▶ **TEXT UNDER STUDY**
────

ModuleNotFoundError: No module named 'commonroad_dc'

Hi,
when running the “tutorial informed search” notebook, I get an error “ModuleNotFoundError: No module named ‘commonroad_dc’”. I know that there are similar errors but they occurred with “commonroad_dc.pycrcc” so not exactly the same and the tips there did not help me.

Additionally, when following the installation guide, I get an error after the “Script Installation” step with " ./build.sh -w -i"

Could someone help me out?
Thanks already.

Attached is the error after the “Script installation”

Dear ga84fer,

Which operating system are you using? Boost seems to be not completely installed (not all required components) or to be outdated.

The universal solution would be installing and building boost from source.
https://www.boost.org/users/download/

Could you please tell me what your OS version is so that I could check if there is an easier way of installing a modern version of boost on your machine (using a package manager)?

@vitalii_rusinov Thanks for the comment, I will try that! I am working on macOS (Monterey with M1 Chip)

Best
Magnus

We have no Mac computer with the M1 chip at the Chair but the library builds fine on macOS Catalina and Monterey with the intel chip.

Compiling boost from source could solve this particular problem. But there could be other problems on the M1 cpu: we are not entirely certain that all python packages are available for the M1 chip. Please let us know how it goes.

I was not able to solve it yet. I built boost from source but it did not solve the issue. But I am probably not the only one with M1. I will try to redo the whole installation guide to see if an error occured somewhere else.

brew seems to have the correct version of boost for apple silicon so you don’t have to build boost manually.

Could you possibly check manually whether /usr/local/include/boost has the file foreach.hpp ?

You should not repeat all the steps, just the steps for installing the drivability checker:

brew install cmake eigen boost libomp
conda activate your_environment_name
./build.sh -j 8 -i

because they are independent from all other steps. In addition, build.sh always cleans up temp files before the new build.

────

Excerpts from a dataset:
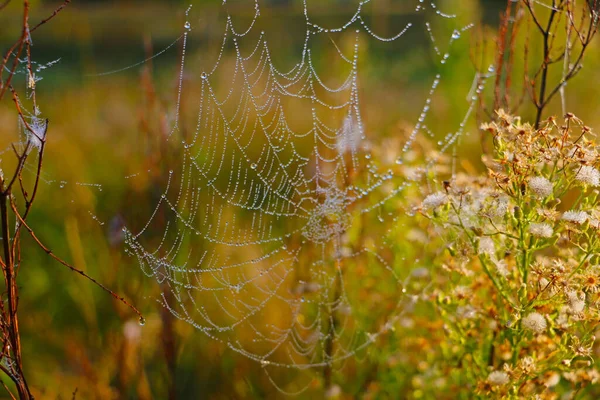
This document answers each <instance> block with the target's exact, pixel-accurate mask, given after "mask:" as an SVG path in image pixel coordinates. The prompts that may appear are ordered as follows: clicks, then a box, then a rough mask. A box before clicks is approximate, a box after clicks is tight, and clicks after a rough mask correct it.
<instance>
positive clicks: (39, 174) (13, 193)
mask: <svg viewBox="0 0 600 400" xmlns="http://www.w3.org/2000/svg"><path fill="white" fill-rule="evenodd" d="M9 2H10V0H6V1H2V0H0V10H2V9H3V8H4V7H5V6H6V5H7V4H8V3H9ZM70 2H71V0H65V1H64V2H63V3H62V4H61V5H60V6H59V7H57V8H56V9H55V10H54V11H53V12H52V14H51V15H50V16H48V17H47V18H45V19H43V20H41V21H40V22H39V23H37V24H36V25H34V26H33V27H32V28H30V26H29V16H30V15H29V14H30V4H29V0H23V19H22V29H21V34H20V36H19V38H18V39H17V41H16V42H15V43H14V44H13V45H12V46H10V48H9V49H8V50H7V51H6V53H5V54H4V57H3V58H2V60H0V100H2V99H3V97H4V95H5V94H6V93H8V92H9V91H10V93H11V94H12V100H13V103H14V107H15V110H16V114H17V116H18V119H19V122H20V123H21V125H22V126H23V129H24V131H25V132H26V134H27V137H28V140H27V142H26V144H25V145H24V146H23V149H22V150H18V149H17V147H15V146H13V151H14V154H15V157H16V159H17V165H16V167H15V169H14V171H13V173H12V174H11V175H10V176H8V177H7V178H4V177H3V176H0V234H1V235H2V237H1V239H0V240H1V241H2V249H1V250H0V253H1V254H0V268H1V269H2V276H3V278H4V284H5V287H6V292H5V293H4V295H5V296H6V301H4V299H3V298H0V342H1V348H0V371H2V372H3V373H4V374H5V375H6V376H7V377H8V378H9V379H10V380H11V381H12V382H13V384H14V386H15V387H16V396H15V394H13V393H12V392H11V390H10V388H9V387H8V385H6V384H5V382H3V381H2V380H0V383H1V384H2V387H3V388H4V389H5V390H6V391H7V392H8V395H9V396H10V398H12V399H16V398H17V397H18V398H19V399H21V400H23V399H26V400H28V399H33V396H32V394H31V391H30V389H29V385H28V383H27V380H26V379H25V374H24V373H23V360H22V354H21V337H20V332H19V315H18V303H19V293H18V289H19V287H18V285H17V276H18V272H19V268H20V266H21V241H20V233H21V229H22V228H24V229H25V230H26V231H27V232H28V233H29V235H30V236H31V237H32V238H33V240H34V242H35V243H36V245H37V246H38V247H39V248H41V249H42V250H43V251H44V252H45V253H46V254H48V255H49V256H50V257H52V258H53V259H54V260H56V261H58V262H59V263H60V264H62V265H64V266H66V267H67V268H69V269H70V270H71V271H72V272H75V273H77V274H79V275H81V276H83V277H84V278H86V279H87V280H89V281H91V282H92V283H93V284H95V285H96V286H98V287H100V288H101V289H102V290H104V291H105V292H107V293H109V294H110V295H111V296H112V297H113V298H114V299H116V300H118V301H119V302H121V303H123V304H125V305H126V306H127V307H129V308H130V309H131V310H132V311H133V312H134V313H136V314H137V315H138V316H139V317H140V319H141V318H142V315H141V313H140V312H139V310H138V309H137V308H135V307H134V306H133V305H132V304H131V303H129V302H128V301H127V300H126V299H125V298H123V297H122V296H120V295H118V294H117V293H115V292H114V291H112V290H110V289H109V288H107V287H106V286H104V285H103V284H102V283H100V282H99V281H97V280H96V279H94V278H92V277H91V276H89V275H88V274H87V273H85V272H84V271H83V270H81V269H78V268H76V267H74V266H72V265H71V264H69V263H68V262H66V261H64V260H63V259H62V258H60V257H59V256H57V255H56V254H54V253H53V252H52V250H50V248H49V247H48V246H46V245H45V244H44V243H43V242H42V241H41V240H40V239H39V238H38V236H37V235H36V234H35V232H34V230H33V229H32V228H31V226H30V225H29V224H28V223H27V222H26V221H27V217H28V215H29V213H30V211H31V209H32V206H33V204H34V201H35V199H36V195H37V193H38V188H39V184H40V177H41V172H42V166H43V160H44V151H45V149H46V131H47V129H48V120H46V121H45V126H44V131H43V132H41V131H40V130H39V127H37V126H36V128H37V129H34V128H33V127H32V125H31V124H30V122H29V121H30V119H29V117H28V114H27V113H26V112H25V111H24V110H23V106H22V103H21V101H20V99H19V95H18V94H17V91H16V90H15V89H14V87H13V85H12V81H13V77H14V75H15V74H16V72H17V68H18V67H19V66H20V65H21V64H24V66H25V68H24V69H25V71H26V72H27V74H28V76H27V82H28V86H29V89H31V96H30V97H29V98H30V99H31V101H32V103H33V107H34V108H35V107H36V106H37V104H36V98H35V77H34V75H33V69H32V56H31V34H32V33H33V32H34V31H36V30H37V29H38V28H39V27H41V26H42V25H44V24H46V23H47V22H48V21H50V20H52V19H53V18H54V17H56V15H58V14H59V13H60V12H61V11H62V10H63V9H64V8H65V7H66V6H67V5H68V4H69V3H70ZM21 57H23V58H24V59H21ZM34 126H35V125H34ZM34 154H35V155H36V156H37V159H36V161H35V165H36V169H35V179H34V182H33V186H32V187H31V190H30V191H28V190H27V189H26V185H25V183H24V181H23V170H24V167H25V165H26V163H27V161H28V158H29V157H30V156H33V155H34ZM17 183H18V189H15V188H16V187H17ZM18 192H20V194H21V197H22V200H23V202H24V208H23V210H22V211H19V209H18V207H17V197H16V194H18ZM11 229H12V230H11ZM4 361H6V362H4ZM73 396H75V394H74V395H73Z"/></svg>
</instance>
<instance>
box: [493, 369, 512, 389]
mask: <svg viewBox="0 0 600 400" xmlns="http://www.w3.org/2000/svg"><path fill="white" fill-rule="evenodd" d="M488 382H489V383H490V385H495V386H502V385H506V384H507V383H508V382H510V378H509V377H508V374H507V373H506V372H504V371H492V372H490V374H489V375H488Z"/></svg>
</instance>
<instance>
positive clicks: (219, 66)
mask: <svg viewBox="0 0 600 400" xmlns="http://www.w3.org/2000/svg"><path fill="white" fill-rule="evenodd" d="M368 2H369V1H363V2H361V3H359V4H358V6H357V9H356V12H355V13H354V14H353V15H351V17H350V18H349V20H348V21H347V22H346V23H344V24H342V25H340V26H335V27H325V26H321V25H320V24H318V23H316V22H314V21H313V20H312V19H311V15H310V4H307V2H306V1H305V2H304V8H303V10H304V18H305V27H306V33H305V38H304V41H303V49H302V51H301V54H299V55H298V59H299V61H298V62H297V64H296V65H294V66H293V68H291V69H289V70H286V71H282V70H280V69H278V68H277V66H276V64H275V63H274V62H273V59H272V54H271V52H270V47H269V45H268V44H267V39H268V38H267V37H266V35H265V34H264V33H260V34H258V35H254V36H253V35H252V33H253V32H254V29H255V25H256V24H257V21H259V19H260V10H261V9H260V7H259V3H258V2H256V3H255V7H254V17H253V18H252V20H251V22H250V23H249V24H246V26H245V27H243V28H240V27H239V26H236V23H235V21H234V18H232V16H231V15H230V14H229V13H228V8H227V7H228V4H227V3H226V2H223V10H224V12H225V13H226V15H227V22H226V28H225V33H224V37H223V41H222V46H221V48H220V52H219V54H218V57H217V61H216V63H215V64H214V66H213V67H212V68H209V69H207V70H206V71H192V70H188V67H187V64H186V63H187V62H188V60H187V59H186V57H189V56H190V55H189V54H186V53H185V49H186V45H187V42H188V40H189V33H190V32H191V30H193V29H194V25H193V24H192V23H190V22H187V21H186V22H185V24H184V26H183V29H184V33H183V36H182V41H183V45H184V51H183V57H182V59H181V75H180V78H179V96H178V99H177V105H176V112H175V114H176V117H175V121H174V123H173V127H172V130H170V136H169V140H170V141H171V142H172V141H175V142H176V143H181V145H180V148H179V150H180V154H181V156H180V159H179V162H178V164H179V165H178V166H177V167H176V168H173V170H171V171H170V172H169V173H168V182H167V183H166V185H165V187H164V188H163V189H162V195H161V196H160V199H159V200H158V203H157V204H156V207H155V209H154V212H153V213H152V215H151V216H150V218H149V220H148V222H147V223H146V224H145V226H144V227H142V228H141V229H139V230H138V231H136V232H134V231H131V230H128V229H125V230H124V231H125V235H126V243H127V245H128V252H129V253H130V254H133V255H134V256H135V257H137V259H138V260H139V263H140V265H141V267H142V269H143V271H144V272H145V273H146V274H147V275H148V276H149V277H152V278H154V279H155V280H156V281H157V282H158V283H159V284H160V287H161V289H162V292H163V295H162V298H161V299H160V301H161V303H162V304H163V305H164V307H166V308H167V309H168V310H169V311H170V312H171V313H172V314H173V315H174V316H176V317H177V318H179V319H181V320H182V321H185V322H187V323H189V324H190V325H193V326H194V327H195V328H197V329H198V330H199V331H201V332H203V333H204V334H206V335H207V336H209V337H210V338H212V339H214V340H217V341H220V342H223V343H225V344H226V345H227V346H228V347H229V348H231V349H232V350H234V351H236V352H238V353H240V354H243V355H244V356H246V357H249V358H251V359H253V360H256V361H257V362H259V363H261V364H262V365H263V366H265V367H269V368H265V369H266V370H268V369H270V368H271V367H278V366H279V367H290V368H297V369H306V368H310V367H328V366H331V365H332V364H333V363H335V362H338V361H341V360H344V359H347V358H349V357H352V356H354V355H356V354H357V352H358V351H360V350H361V349H364V348H366V347H367V346H368V345H369V344H371V343H372V342H373V341H375V340H376V339H377V337H378V336H379V335H381V334H382V333H383V332H386V331H387V330H390V329H391V327H392V326H393V323H394V322H395V321H396V319H398V318H399V316H400V315H401V314H402V312H403V310H405V309H406V308H407V307H409V306H410V304H411V303H412V302H414V301H415V296H409V294H406V295H402V294H401V293H403V292H405V287H406V285H407V281H406V279H408V278H406V276H407V274H405V273H400V271H398V270H397V267H396V265H397V264H398V263H397V262H396V261H394V260H392V259H391V257H390V255H389V252H386V251H385V246H386V243H385V241H384V240H381V241H380V242H377V243H373V241H372V240H371V241H367V240H364V237H365V233H366V232H369V231H370V228H369V226H364V223H365V222H364V221H365V220H366V219H368V218H369V216H370V215H371V214H372V215H375V216H378V217H377V218H378V220H379V221H383V220H384V219H391V218H394V216H389V215H387V214H386V215H385V217H384V216H383V215H382V213H381V209H382V207H383V206H384V205H385V203H386V202H388V201H390V200H392V199H394V198H397V196H398V195H400V194H401V193H402V191H403V190H404V188H405V187H406V185H407V184H408V183H409V182H408V181H407V180H406V179H403V178H402V177H400V176H397V174H395V173H394V171H393V170H392V169H390V170H386V171H385V172H381V171H380V170H379V168H378V167H377V166H376V164H375V163H374V162H373V160H372V159H371V158H372V155H371V153H370V150H369V144H368V140H367V132H368V129H367V127H366V126H365V124H364V122H363V119H362V118H361V106H360V103H359V84H358V75H359V74H358V72H359V71H358V54H359V48H360V46H359V44H360V42H361V40H368V39H366V38H368V37H370V38H371V40H379V41H394V40H402V38H403V35H404V34H405V33H406V32H408V31H410V30H411V29H416V28H415V27H414V26H413V25H412V24H410V23H409V24H407V25H405V26H401V27H399V29H398V31H397V34H396V35H395V36H393V37H390V38H384V37H381V36H379V35H378V34H377V33H376V32H375V31H376V28H375V27H371V26H369V25H368V24H367V23H366V21H365V19H363V15H362V14H363V8H364V6H365V5H366V4H367V3H368ZM415 3H416V4H415V5H414V6H413V8H414V11H415V12H416V13H423V14H426V15H427V16H428V18H430V17H431V18H452V16H451V15H448V14H447V13H444V12H443V11H441V10H440V8H438V7H437V6H436V5H435V4H434V3H432V2H427V3H425V2H423V1H422V0H421V1H417V2H415ZM240 25H241V24H240ZM468 28H470V26H466V27H462V28H460V27H459V28H457V29H455V30H454V32H453V33H452V35H451V37H449V38H447V39H448V40H447V41H446V43H450V44H451V43H452V42H453V41H455V40H459V39H460V37H461V33H462V32H463V31H465V30H466V29H468ZM423 29H426V32H427V33H426V34H427V35H428V37H430V38H431V40H432V42H433V43H434V45H435V51H436V54H437V55H439V60H438V62H439V64H443V63H445V61H446V60H447V58H448V55H447V54H443V53H442V52H441V51H440V50H439V49H438V44H439V43H443V40H442V39H440V38H438V40H437V41H436V40H435V39H434V38H433V34H432V31H431V28H430V25H429V23H427V24H426V26H423ZM363 34H364V35H365V36H364V37H362V36H361V35H363ZM342 35H345V36H344V37H349V36H351V37H353V41H354V45H353V46H347V47H350V48H351V52H345V51H344V50H342V49H341V48H340V47H339V46H337V45H336V44H335V40H336V39H337V38H339V37H341V36H342ZM323 39H324V42H326V43H328V44H329V45H330V46H333V49H334V50H335V53H336V60H335V61H329V60H328V64H332V65H333V64H334V63H335V68H334V69H333V70H334V71H336V72H335V74H336V75H341V78H340V77H339V76H337V77H336V78H337V79H334V78H333V77H332V78H330V77H329V75H331V73H327V74H325V75H327V78H325V77H323V76H322V74H321V73H319V72H318V71H317V67H316V66H315V64H316V63H315V60H316V58H315V57H316V56H317V55H316V54H313V50H312V49H313V44H314V43H316V42H319V40H321V41H323ZM248 42H251V43H252V46H251V47H252V48H251V49H249V50H244V49H246V48H248V47H249V46H248ZM227 52H231V53H233V55H234V58H235V63H234V65H233V67H232V66H229V67H226V66H224V65H223V59H224V54H225V53H227ZM226 68H229V71H228V72H227V73H226V74H225V75H224V76H225V77H226V82H227V86H228V90H226V91H224V92H222V93H221V91H220V90H219V89H218V87H220V86H222V85H223V82H224V81H225V79H217V78H216V76H217V74H218V73H219V70H220V69H226ZM332 68H333V67H332ZM184 76H195V77H198V78H199V79H198V82H199V88H198V89H197V90H196V91H195V92H194V91H193V90H190V92H193V93H194V95H193V97H194V99H195V100H194V101H195V104H196V105H195V107H196V115H195V117H194V118H193V119H192V118H189V119H188V118H183V117H182V116H183V115H184V113H183V112H182V109H183V106H182V102H183V100H182V98H184V97H185V94H184V92H185V91H186V87H184V83H183V82H186V79H184ZM336 81H337V83H335V82H336ZM439 81H440V76H439V75H438V76H436V77H435V79H434V81H433V82H432V84H431V86H430V90H431V92H430V96H429V98H428V100H427V101H426V104H424V106H423V112H422V114H421V115H420V116H419V118H418V123H417V124H416V126H415V128H414V130H413V131H412V132H411V133H410V135H409V136H408V137H407V138H406V141H405V145H404V148H401V149H399V154H401V155H400V158H399V159H398V160H397V162H396V163H397V164H402V163H403V157H404V156H405V154H406V153H407V152H408V151H409V150H410V149H411V146H412V145H413V142H414V141H415V140H416V138H417V136H418V135H419V134H420V133H421V132H423V131H425V132H428V130H427V128H426V126H425V119H426V116H427V113H428V110H429V108H430V102H431V95H432V94H433V91H434V90H435V89H436V87H437V85H438V83H439ZM182 93H183V94H182ZM469 112H470V109H469ZM186 115H187V114H186ZM192 120H193V121H192ZM190 121H192V122H190ZM186 124H187V125H186ZM188 125H189V126H190V127H191V129H188V128H186V127H184V126H188ZM463 128H464V122H463V124H461V127H460V129H459V131H457V132H455V133H453V134H449V135H448V136H447V137H446V139H445V140H443V141H440V143H439V147H440V150H441V151H447V149H449V148H451V147H452V146H453V144H454V143H455V142H456V141H457V139H458V138H459V137H460V136H461V134H462V130H463ZM434 162H435V160H433V161H432V163H434ZM426 170H427V166H425V167H424V168H423V173H425V172H426ZM379 230H380V228H374V230H373V232H379ZM385 232H386V231H385V229H383V230H381V236H383V235H384V233H385ZM371 234H372V233H371ZM366 276H370V277H376V278H375V279H377V280H379V281H382V282H386V284H392V287H393V289H392V290H393V291H395V292H396V293H397V299H399V300H398V302H397V304H396V307H395V308H394V309H391V310H389V309H388V310H371V311H369V312H368V313H365V311H364V310H362V311H359V310H360V309H359V307H357V305H358V304H359V303H360V301H361V296H362V292H363V291H365V290H368V289H367V288H366V287H360V284H361V280H362V278H363V277H366ZM409 276H410V275H409ZM350 278H352V279H350ZM370 279H373V278H370ZM357 282H358V283H357ZM357 285H359V286H357ZM367 314H368V315H367Z"/></svg>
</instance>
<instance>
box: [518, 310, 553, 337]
mask: <svg viewBox="0 0 600 400" xmlns="http://www.w3.org/2000/svg"><path fill="white" fill-rule="evenodd" d="M522 323H523V328H525V329H527V330H529V331H533V332H534V333H542V332H544V331H545V330H546V327H547V326H548V323H547V322H546V318H544V316H543V315H542V314H540V313H538V312H532V313H531V314H529V315H528V316H526V317H525V318H523V321H522Z"/></svg>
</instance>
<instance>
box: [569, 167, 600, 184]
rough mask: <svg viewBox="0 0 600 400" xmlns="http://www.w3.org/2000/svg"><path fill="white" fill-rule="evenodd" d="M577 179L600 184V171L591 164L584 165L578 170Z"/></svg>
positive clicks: (575, 177) (577, 179)
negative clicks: (582, 166)
mask: <svg viewBox="0 0 600 400" xmlns="http://www.w3.org/2000/svg"><path fill="white" fill-rule="evenodd" d="M575 179H577V180H578V181H580V182H582V183H584V184H586V185H590V186H600V171H598V170H597V169H596V168H594V167H590V166H589V165H584V166H583V167H581V168H580V169H579V171H577V175H575Z"/></svg>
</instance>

────

▶ **TASK TO COMPLETE**
Answer these questions from the forum thread about the commonroad_dc error:
1. Which notebook was running when the error appeared?
2. What operating system and chip is the user working on?
3. Which file should be checked for in /usr/local/include/boost?
The records aren't needed for this work.

▶ **ANSWER BOX**
1. The "tutorial informed search" notebook.
2. macOS Monterey with the M1 chip.
3. foreach.hpp